··· Data for the task ···
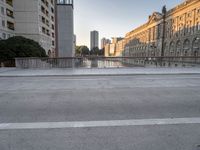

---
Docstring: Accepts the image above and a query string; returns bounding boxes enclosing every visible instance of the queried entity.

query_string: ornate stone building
[123,0,200,57]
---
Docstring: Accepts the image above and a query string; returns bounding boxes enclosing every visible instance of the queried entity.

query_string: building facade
[101,38,111,49]
[104,37,124,57]
[0,0,15,39]
[56,0,75,57]
[90,31,99,50]
[0,0,56,57]
[123,0,200,57]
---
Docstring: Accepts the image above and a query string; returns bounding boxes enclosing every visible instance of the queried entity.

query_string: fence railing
[15,57,200,69]
[0,59,15,67]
···
What needs to be done> Rewrite every line of the items above as a JSON list of strings, one string per line, skipping blank lines. Leave the picture out.

Output>
[
  "---",
  "Docstring: Accepts the image above and a query string; returns bounding boxes enclosing every visible instance of the queried entity.",
  "query_string: ornate stone building",
  "[123,0,200,57]",
  "---",
  "Docstring: Accepts the image above and a query string; returns bounding boxes enclosing every visible instance of the queried entity.",
  "query_string: building facade",
  "[101,38,111,49]",
  "[104,37,124,57]",
  "[0,0,15,39]",
  "[56,0,75,57]",
  "[90,31,99,50]",
  "[0,0,56,57]",
  "[123,0,200,57]",
  "---",
  "Docstring: Accepts the image above and a query string; returns bounding boxes enclosing every visible instance of the queried entity.",
  "query_string: fence railing",
  "[15,57,200,69]",
  "[0,59,15,67]"
]